- **TASK PROMPT**
Look below for the line containing "example [(51, 98)]"; from there through the line containing "example [(430, 124)]", both lines included, please set down each line exactly and nothing else.

Dataset entries
----------------------------------------

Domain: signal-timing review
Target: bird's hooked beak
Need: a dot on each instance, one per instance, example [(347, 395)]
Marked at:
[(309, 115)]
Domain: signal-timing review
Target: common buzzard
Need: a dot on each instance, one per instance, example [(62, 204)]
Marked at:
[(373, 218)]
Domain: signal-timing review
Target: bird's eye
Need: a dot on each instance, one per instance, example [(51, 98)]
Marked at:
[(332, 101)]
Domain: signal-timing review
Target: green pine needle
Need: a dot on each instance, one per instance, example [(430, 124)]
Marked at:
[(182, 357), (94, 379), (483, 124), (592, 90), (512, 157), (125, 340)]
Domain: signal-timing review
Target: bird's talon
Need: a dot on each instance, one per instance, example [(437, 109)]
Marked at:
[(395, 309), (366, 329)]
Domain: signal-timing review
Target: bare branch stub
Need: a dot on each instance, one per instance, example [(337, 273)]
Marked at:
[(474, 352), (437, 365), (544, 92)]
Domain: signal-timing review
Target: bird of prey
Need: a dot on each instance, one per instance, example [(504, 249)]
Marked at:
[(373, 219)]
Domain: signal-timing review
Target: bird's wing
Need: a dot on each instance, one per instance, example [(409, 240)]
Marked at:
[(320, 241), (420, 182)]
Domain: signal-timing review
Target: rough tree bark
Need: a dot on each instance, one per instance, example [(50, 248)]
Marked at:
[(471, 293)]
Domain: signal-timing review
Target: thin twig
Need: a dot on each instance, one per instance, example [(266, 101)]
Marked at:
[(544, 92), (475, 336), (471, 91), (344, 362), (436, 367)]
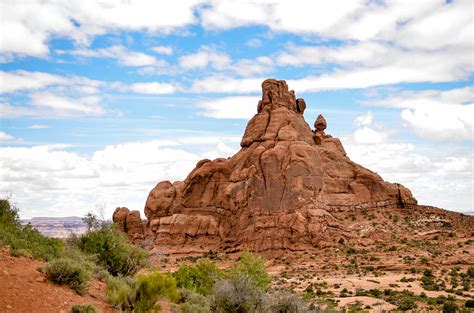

----------------------------------------

- **WRITTEN ANSWER**
Need: a dot on each instance, one per instance, example [(51, 98)]
Marked at:
[(332, 101)]
Domain: signal-timing review
Target: green pine needle
Need: a dot on each instance, one per instance, example [(430, 124)]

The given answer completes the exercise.